- Brano scelto:

Nel Rinascimento italiano si possono rintracciare già i semi di quel processo lungo e contraddittorio che porterà a concepire lo Stato nazionale come punto d’equilibrio tra il particolarismo locale e l’universalismo imperiale. Ma anche l’uomo rinascimentale, che si poneva al centro della città e al centro dell’universo, e si apprestava a vivere come faber ipsius fortunae, non aveva fabbricato lui l’idea d’Italia ma essa gli pre-esisteva. Qualche secolo prima già Dante Alighieri ne dava una propria plastica visione, evocandone nel Canto IX dell’Inferno persino i confini geografici, non troppo distanti da quelli dell’attuale Repubblica italiana: “si come Arli ove Rodano stagna / si come a Pola presso del Quarnaro / che Italia chiude e i suoi termini bagna”.

Ma l’Italia di Dante, che innalza al cielo le cattedrali medioevali e afferma la libertà dell’autogoverno dei comuni e delle signorie - le più italiche tra le istituzioni politiche della nostra penisola – già si avviava a parlare una lingua comune, pur nelle sue numerose varianti regionali. Era la lingua che, due secoli dopo l’anno mille, Francesco aveva usato per innalzare a Dio il suo canto di amore e libertà in lingua volgare. Una lingua, nuova, non più dotta ma popolare, non più relitto di un impero universale che non c’era più ma nata dall’uso del volgo nel lungo e lento processo di trasformazione del latino nell’italiano.

Una trasformazione avvenuta nella travagliata notte della storia della nostra Patria, quando ci addormentammo parlando latino alla caduta dell’impero romano d’Occidente e ci risvegliammo all’alba dell’anno mille parlando l’italiano volgare.

- Dati forniti:
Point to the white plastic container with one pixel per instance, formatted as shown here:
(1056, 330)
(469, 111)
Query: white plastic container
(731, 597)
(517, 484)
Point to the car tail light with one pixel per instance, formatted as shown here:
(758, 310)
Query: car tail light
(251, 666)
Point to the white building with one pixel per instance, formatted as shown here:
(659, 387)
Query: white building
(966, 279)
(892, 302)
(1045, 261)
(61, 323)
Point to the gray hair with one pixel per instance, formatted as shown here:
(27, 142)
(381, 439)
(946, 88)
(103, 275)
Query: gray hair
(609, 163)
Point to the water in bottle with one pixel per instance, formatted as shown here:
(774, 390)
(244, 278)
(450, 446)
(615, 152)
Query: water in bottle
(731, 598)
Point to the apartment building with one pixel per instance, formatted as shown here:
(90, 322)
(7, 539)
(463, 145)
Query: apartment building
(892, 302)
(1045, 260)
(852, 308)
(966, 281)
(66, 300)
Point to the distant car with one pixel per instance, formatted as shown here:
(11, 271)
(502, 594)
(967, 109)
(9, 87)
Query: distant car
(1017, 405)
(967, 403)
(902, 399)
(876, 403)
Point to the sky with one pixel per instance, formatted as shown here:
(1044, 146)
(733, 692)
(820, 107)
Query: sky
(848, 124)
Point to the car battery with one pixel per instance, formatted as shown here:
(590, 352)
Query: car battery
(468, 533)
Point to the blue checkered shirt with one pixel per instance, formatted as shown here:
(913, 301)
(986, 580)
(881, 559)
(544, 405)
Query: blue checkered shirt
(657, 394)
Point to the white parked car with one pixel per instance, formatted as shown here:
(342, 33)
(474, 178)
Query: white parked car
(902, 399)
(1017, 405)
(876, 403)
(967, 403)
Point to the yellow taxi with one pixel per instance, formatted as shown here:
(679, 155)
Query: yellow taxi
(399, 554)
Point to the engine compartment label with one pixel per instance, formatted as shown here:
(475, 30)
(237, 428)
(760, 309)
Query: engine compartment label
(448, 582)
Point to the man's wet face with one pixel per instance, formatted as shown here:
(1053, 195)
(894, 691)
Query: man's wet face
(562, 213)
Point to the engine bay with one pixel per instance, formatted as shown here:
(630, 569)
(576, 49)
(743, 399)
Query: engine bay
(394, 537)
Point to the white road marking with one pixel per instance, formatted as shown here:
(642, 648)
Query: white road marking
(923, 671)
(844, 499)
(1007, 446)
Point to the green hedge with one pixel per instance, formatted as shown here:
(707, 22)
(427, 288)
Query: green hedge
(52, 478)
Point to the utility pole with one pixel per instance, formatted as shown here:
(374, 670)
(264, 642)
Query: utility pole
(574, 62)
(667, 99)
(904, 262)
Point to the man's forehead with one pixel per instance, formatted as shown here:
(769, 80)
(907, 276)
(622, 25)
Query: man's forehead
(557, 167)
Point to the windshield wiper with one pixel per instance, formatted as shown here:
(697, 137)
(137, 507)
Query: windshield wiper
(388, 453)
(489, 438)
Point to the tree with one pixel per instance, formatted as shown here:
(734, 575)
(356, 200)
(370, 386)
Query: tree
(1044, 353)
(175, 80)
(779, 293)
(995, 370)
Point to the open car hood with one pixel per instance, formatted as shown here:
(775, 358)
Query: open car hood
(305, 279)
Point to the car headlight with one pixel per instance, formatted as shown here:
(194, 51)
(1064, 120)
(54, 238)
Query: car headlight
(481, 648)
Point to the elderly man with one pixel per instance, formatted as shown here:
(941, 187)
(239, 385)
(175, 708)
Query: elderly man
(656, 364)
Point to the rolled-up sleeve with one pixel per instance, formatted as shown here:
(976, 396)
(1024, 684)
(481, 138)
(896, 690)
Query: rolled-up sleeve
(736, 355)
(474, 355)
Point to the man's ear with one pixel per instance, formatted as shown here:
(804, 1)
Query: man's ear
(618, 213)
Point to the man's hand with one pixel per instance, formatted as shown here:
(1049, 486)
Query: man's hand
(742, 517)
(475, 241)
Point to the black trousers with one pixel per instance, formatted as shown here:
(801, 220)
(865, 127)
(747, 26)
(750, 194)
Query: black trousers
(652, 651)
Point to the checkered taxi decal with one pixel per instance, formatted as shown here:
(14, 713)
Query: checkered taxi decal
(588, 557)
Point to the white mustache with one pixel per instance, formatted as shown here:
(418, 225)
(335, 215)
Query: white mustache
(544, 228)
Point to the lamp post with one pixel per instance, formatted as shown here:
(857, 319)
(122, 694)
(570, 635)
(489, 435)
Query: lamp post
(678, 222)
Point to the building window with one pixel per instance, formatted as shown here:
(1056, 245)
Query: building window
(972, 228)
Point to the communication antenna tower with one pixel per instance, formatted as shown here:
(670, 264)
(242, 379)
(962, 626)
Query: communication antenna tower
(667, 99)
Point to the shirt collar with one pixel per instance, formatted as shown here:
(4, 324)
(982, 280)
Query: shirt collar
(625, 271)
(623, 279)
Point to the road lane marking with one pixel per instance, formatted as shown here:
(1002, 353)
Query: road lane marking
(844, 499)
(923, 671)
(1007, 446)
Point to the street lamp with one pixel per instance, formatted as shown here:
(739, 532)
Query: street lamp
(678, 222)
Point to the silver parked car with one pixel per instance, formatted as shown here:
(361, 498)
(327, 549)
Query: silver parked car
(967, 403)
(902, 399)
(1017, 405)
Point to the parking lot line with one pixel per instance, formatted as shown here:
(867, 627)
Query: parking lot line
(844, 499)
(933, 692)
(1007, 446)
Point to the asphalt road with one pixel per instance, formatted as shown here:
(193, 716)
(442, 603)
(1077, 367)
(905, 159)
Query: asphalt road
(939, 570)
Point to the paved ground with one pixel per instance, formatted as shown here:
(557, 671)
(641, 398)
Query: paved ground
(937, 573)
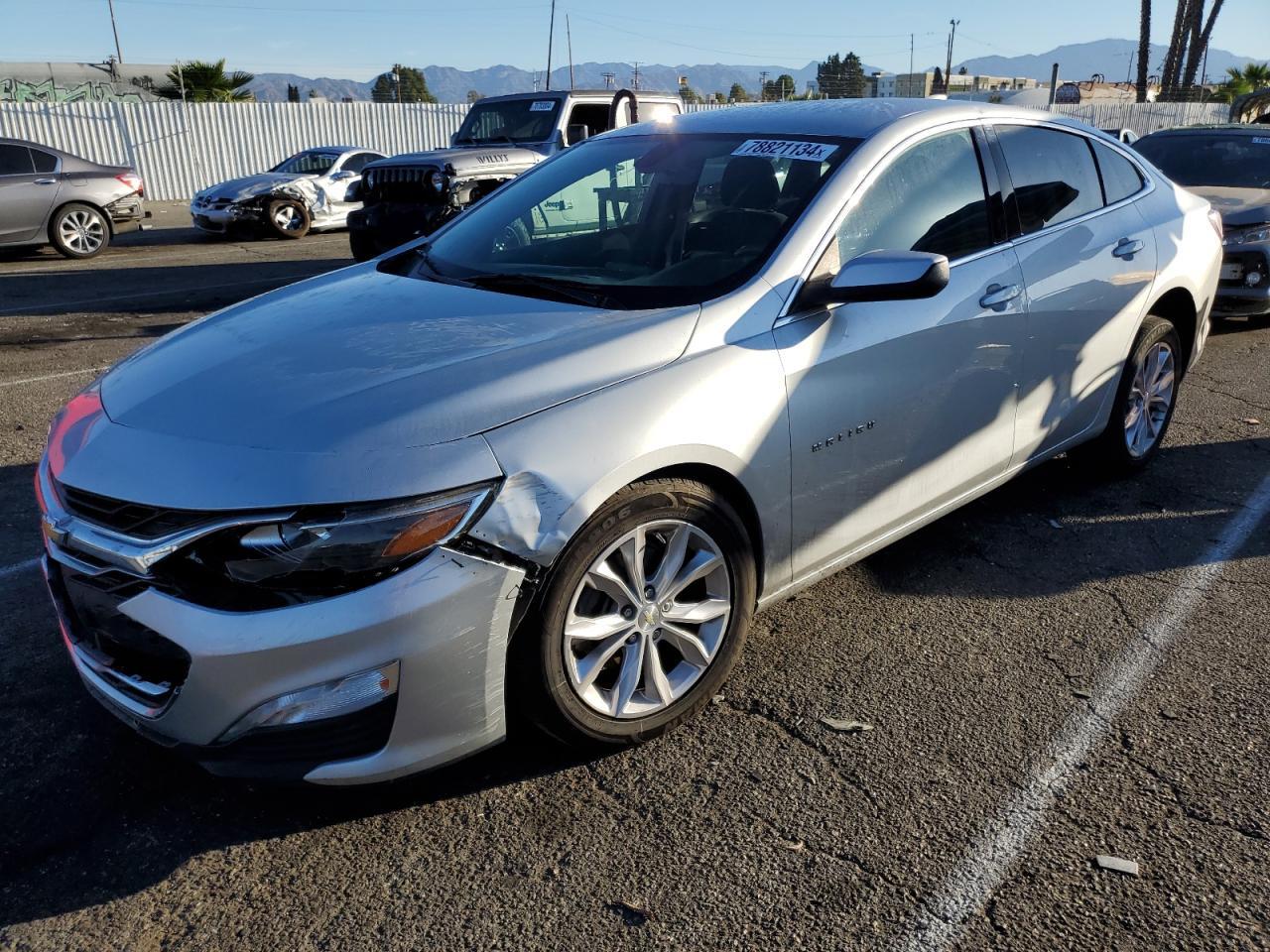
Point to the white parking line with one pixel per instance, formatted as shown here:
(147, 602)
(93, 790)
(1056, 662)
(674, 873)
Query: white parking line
(18, 569)
(974, 883)
(50, 376)
(277, 280)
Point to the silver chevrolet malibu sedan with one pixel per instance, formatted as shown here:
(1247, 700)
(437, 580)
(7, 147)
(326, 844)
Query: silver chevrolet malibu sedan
(547, 463)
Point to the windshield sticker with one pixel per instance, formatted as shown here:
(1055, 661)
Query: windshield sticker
(786, 149)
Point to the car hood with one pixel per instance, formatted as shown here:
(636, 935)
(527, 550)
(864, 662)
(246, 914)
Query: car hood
(359, 362)
(467, 160)
(1238, 206)
(249, 186)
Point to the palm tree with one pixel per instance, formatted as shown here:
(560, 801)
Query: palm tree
(1143, 50)
(1250, 79)
(199, 81)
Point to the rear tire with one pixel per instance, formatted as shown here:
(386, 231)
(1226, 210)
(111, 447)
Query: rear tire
(610, 660)
(1143, 404)
(79, 231)
(287, 218)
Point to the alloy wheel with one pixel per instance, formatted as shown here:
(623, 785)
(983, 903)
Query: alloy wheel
(287, 217)
(647, 620)
(81, 231)
(1151, 397)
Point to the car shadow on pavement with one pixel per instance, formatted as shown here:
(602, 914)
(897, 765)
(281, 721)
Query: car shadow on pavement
(1062, 525)
(93, 812)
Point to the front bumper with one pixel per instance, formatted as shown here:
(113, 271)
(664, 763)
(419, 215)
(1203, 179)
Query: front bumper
(1234, 295)
(445, 620)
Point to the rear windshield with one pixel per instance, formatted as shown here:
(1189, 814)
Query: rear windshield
(1216, 160)
(308, 164)
(638, 221)
(512, 121)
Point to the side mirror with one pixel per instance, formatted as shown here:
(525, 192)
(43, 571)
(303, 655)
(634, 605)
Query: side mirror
(881, 276)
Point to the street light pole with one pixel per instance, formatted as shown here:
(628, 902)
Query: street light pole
(118, 53)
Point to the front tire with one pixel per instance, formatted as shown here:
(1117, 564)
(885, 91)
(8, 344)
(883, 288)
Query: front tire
(643, 617)
(1144, 402)
(287, 218)
(79, 231)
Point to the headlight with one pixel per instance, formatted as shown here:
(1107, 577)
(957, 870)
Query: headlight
(329, 549)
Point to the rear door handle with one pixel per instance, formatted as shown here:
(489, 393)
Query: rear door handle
(998, 295)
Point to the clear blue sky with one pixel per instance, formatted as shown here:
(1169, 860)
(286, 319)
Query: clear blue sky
(358, 39)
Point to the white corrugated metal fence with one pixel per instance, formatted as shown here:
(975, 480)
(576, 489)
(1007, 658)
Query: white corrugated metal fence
(182, 148)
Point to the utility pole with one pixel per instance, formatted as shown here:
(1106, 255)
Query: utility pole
(118, 53)
(550, 37)
(908, 86)
(568, 35)
(948, 68)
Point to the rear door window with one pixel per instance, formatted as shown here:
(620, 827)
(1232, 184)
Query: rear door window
(1053, 176)
(16, 160)
(1120, 178)
(45, 162)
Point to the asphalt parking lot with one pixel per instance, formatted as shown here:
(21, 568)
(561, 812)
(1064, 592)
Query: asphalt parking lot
(1061, 670)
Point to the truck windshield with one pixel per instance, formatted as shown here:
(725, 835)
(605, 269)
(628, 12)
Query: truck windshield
(509, 121)
(1216, 160)
(636, 221)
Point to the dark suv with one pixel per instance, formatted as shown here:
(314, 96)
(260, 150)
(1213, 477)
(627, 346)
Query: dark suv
(49, 197)
(413, 194)
(1228, 166)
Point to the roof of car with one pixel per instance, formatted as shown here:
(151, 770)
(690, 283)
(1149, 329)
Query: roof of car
(564, 93)
(853, 118)
(1213, 127)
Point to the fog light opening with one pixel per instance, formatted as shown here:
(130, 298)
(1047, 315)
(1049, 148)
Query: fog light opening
(333, 698)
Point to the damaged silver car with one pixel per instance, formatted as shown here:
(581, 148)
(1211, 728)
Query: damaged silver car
(312, 190)
(361, 526)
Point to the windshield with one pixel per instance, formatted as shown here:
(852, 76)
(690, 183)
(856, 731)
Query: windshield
(1216, 160)
(511, 121)
(638, 221)
(308, 164)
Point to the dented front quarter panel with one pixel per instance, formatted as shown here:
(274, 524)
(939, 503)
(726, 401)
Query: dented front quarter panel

- Quesito:
Nel brano scelto, quali nomi geografici compaiono nei versi di Dante citati fra virgolette? Elencali tutti. Le voci sono materiale a sé, distinto dal brano scelto.

- Risultato:
Arli, Rodano, Pola, Quarnaro, Italia